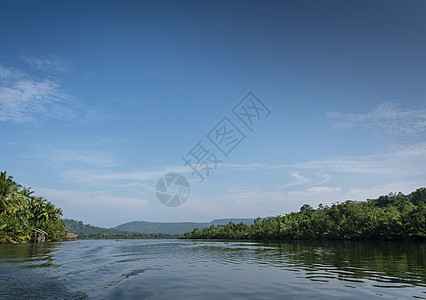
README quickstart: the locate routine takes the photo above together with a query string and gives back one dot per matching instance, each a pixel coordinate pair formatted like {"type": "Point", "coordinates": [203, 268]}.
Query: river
{"type": "Point", "coordinates": [199, 269]}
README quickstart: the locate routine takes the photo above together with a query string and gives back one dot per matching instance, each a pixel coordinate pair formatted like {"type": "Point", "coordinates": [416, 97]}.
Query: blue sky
{"type": "Point", "coordinates": [99, 99]}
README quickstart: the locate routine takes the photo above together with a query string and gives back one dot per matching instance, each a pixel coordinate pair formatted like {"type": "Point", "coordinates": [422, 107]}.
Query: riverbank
{"type": "Point", "coordinates": [391, 217]}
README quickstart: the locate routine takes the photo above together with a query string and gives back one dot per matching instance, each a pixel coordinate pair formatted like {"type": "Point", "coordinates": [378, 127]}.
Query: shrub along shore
{"type": "Point", "coordinates": [391, 217]}
{"type": "Point", "coordinates": [24, 216]}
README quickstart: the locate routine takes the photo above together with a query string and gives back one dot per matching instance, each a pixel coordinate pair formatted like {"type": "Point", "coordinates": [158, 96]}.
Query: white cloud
{"type": "Point", "coordinates": [51, 64]}
{"type": "Point", "coordinates": [388, 117]}
{"type": "Point", "coordinates": [299, 180]}
{"type": "Point", "coordinates": [23, 99]}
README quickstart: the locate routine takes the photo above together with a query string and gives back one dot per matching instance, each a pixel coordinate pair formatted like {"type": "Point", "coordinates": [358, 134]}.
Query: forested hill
{"type": "Point", "coordinates": [146, 227]}
{"type": "Point", "coordinates": [80, 228]}
{"type": "Point", "coordinates": [175, 227]}
{"type": "Point", "coordinates": [391, 217]}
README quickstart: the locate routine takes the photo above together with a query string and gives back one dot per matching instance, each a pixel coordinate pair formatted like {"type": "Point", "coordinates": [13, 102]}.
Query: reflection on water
{"type": "Point", "coordinates": [164, 269]}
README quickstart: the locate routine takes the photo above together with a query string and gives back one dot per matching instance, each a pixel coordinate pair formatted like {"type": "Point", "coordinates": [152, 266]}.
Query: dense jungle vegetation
{"type": "Point", "coordinates": [21, 212]}
{"type": "Point", "coordinates": [392, 217]}
{"type": "Point", "coordinates": [87, 231]}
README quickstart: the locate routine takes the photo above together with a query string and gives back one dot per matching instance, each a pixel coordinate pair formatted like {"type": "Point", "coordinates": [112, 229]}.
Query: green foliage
{"type": "Point", "coordinates": [391, 217]}
{"type": "Point", "coordinates": [173, 227]}
{"type": "Point", "coordinates": [20, 212]}
{"type": "Point", "coordinates": [86, 231]}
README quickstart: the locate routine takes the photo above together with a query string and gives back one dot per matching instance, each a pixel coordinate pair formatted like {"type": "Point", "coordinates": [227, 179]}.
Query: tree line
{"type": "Point", "coordinates": [392, 217]}
{"type": "Point", "coordinates": [87, 231]}
{"type": "Point", "coordinates": [21, 212]}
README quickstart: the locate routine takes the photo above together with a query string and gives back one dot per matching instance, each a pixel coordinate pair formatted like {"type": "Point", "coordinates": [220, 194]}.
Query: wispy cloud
{"type": "Point", "coordinates": [299, 180]}
{"type": "Point", "coordinates": [389, 117]}
{"type": "Point", "coordinates": [50, 64]}
{"type": "Point", "coordinates": [23, 98]}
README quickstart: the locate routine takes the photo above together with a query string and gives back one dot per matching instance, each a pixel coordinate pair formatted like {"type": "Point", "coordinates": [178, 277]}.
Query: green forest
{"type": "Point", "coordinates": [87, 231]}
{"type": "Point", "coordinates": [392, 217]}
{"type": "Point", "coordinates": [21, 212]}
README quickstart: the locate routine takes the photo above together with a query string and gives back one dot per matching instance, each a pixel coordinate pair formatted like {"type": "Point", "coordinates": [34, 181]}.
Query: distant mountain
{"type": "Point", "coordinates": [175, 227]}
{"type": "Point", "coordinates": [80, 228]}
{"type": "Point", "coordinates": [148, 227]}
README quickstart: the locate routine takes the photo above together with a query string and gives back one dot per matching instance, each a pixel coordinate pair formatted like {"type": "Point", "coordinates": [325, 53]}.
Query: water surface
{"type": "Point", "coordinates": [182, 269]}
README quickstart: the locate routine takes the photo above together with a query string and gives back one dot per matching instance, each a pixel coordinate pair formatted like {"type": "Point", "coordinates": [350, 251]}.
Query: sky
{"type": "Point", "coordinates": [100, 99]}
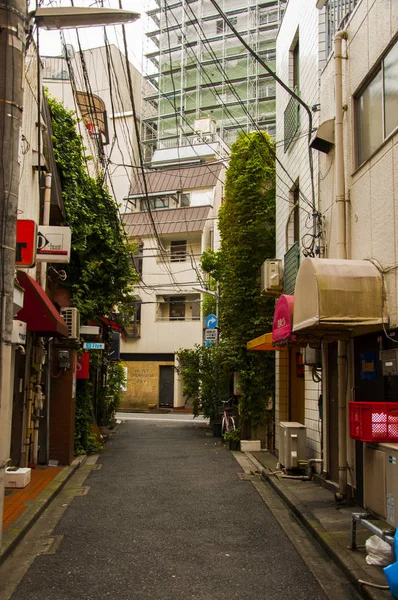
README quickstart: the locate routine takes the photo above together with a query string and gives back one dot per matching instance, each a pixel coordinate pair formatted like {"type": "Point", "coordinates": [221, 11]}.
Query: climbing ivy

▶ _Your goal_
The records above need to be reproduced exactly, with all images omitted.

▶ _Finished task_
README quickstart: the locate routine takes the photo above together with a query string and gives back one dot per matching instance, each a pixel coordinate pair formatted like {"type": "Point", "coordinates": [203, 268]}.
Query: river
{"type": "Point", "coordinates": [199, 269]}
README quickstart: the locate routine takes the photo above together with a query string and gives back one dot per matching instance, each a pixel coordinate pair formatted like {"type": "Point", "coordinates": [416, 97]}.
Query: blue sky
{"type": "Point", "coordinates": [99, 99]}
README quickstart: the locate routine takes the photo above together with a query string and gives back one dot per matching instance, each a pixel coordinate pair formatted like {"type": "Point", "coordinates": [422, 107]}.
Query: riverbank
{"type": "Point", "coordinates": [391, 217]}
README quickstart: the locate routine takes the photo above together with a query string and gives back one dot per matching instance, each a pixel coordinate pair formatted like {"type": "Point", "coordinates": [378, 127]}.
Query: shrub along shore
{"type": "Point", "coordinates": [391, 217]}
{"type": "Point", "coordinates": [24, 216]}
README quickstart: the locate routine takes the photo above together with a query string and gives back one dot per matching instance, each a pixel coordinate pair formatted like {"type": "Point", "coordinates": [158, 96]}.
Query: white cloud
{"type": "Point", "coordinates": [51, 64]}
{"type": "Point", "coordinates": [388, 117]}
{"type": "Point", "coordinates": [299, 180]}
{"type": "Point", "coordinates": [23, 99]}
README quickstart: the locate routine takes the photo above together with a query string and gives back one dot per matching instance, each a pixel coordinate pair formatted like {"type": "Point", "coordinates": [358, 134]}.
Query: forested hill
{"type": "Point", "coordinates": [146, 227]}
{"type": "Point", "coordinates": [80, 228]}
{"type": "Point", "coordinates": [175, 227]}
{"type": "Point", "coordinates": [391, 217]}
README quickstart: the locate routine takes the photo above together with a query string and gives back one dot per matching instance, each a pixel coordinate pair formatted like {"type": "Point", "coordinates": [13, 102]}.
Query: reflection on water
{"type": "Point", "coordinates": [164, 269]}
README quickstart: the locate routine takes the photo above together with a query string and gives back one dot per matching instance, each a pixel coordinate pair formatted like {"type": "Point", "coordinates": [152, 266]}.
Query: dense jungle vegetation
{"type": "Point", "coordinates": [21, 212]}
{"type": "Point", "coordinates": [392, 217]}
{"type": "Point", "coordinates": [87, 231]}
README quickstart: the locate routine takes the photo above together with a query string and gives back one dot per matching instance, each a pixel coordinate pair formatted like {"type": "Point", "coordinates": [112, 229]}.
Query: green foliage
{"type": "Point", "coordinates": [391, 217]}
{"type": "Point", "coordinates": [173, 227]}
{"type": "Point", "coordinates": [20, 212]}
{"type": "Point", "coordinates": [86, 231]}
README quickstart: the locate routine takes the photo above together with a query string and gives back one dot per matching instance, each a pixel coordinate pair formatted like {"type": "Point", "coordinates": [227, 179]}.
Query: tree line
{"type": "Point", "coordinates": [392, 217]}
{"type": "Point", "coordinates": [87, 231]}
{"type": "Point", "coordinates": [21, 212]}
README quickstart: the locate routine takes the photo above together with a query string and gives back one dot per matching instance, each a pixel coordinate pair formatted like {"type": "Point", "coordinates": [220, 194]}.
Query: wispy cloud
{"type": "Point", "coordinates": [299, 180]}
{"type": "Point", "coordinates": [389, 117]}
{"type": "Point", "coordinates": [50, 64]}
{"type": "Point", "coordinates": [23, 98]}
README quickstart: the locate routine takes the photo above together with a query string and gives back one dot per matching instance, each a pixel coordinate pair formatted like {"type": "Point", "coordinates": [178, 277]}.
Query: green forest
{"type": "Point", "coordinates": [87, 231]}
{"type": "Point", "coordinates": [392, 217]}
{"type": "Point", "coordinates": [21, 212]}
README quickstart: the locate routine takes the photo above together with a query string and gives back one dot per matching instance, each a pixel coordinate pair formatted like {"type": "Point", "coordinates": [34, 181]}.
Query: distant mountain
{"type": "Point", "coordinates": [175, 227]}
{"type": "Point", "coordinates": [80, 228]}
{"type": "Point", "coordinates": [148, 227]}
README quickstart: the locate routine takes the photo above together with a query string and gives back one dot per matching instance, each a pixel coordinate pair formatted like {"type": "Point", "coordinates": [325, 53]}.
Query: water surface
{"type": "Point", "coordinates": [182, 269]}
README quickstart: the locate routine takes the photo above together with a query string and gives back one dot per matching instance, each a pixel coordinate pair formatted like {"type": "Point", "coordinates": [350, 251]}.
Query: sky
{"type": "Point", "coordinates": [100, 99]}
README quickstart: the locate routine takes the photo above together with a query string and gives back one dot per matching instance, each a pixel coordinate pair formatted like {"type": "Point", "coordinates": [221, 11]}.
Query: climbing ivy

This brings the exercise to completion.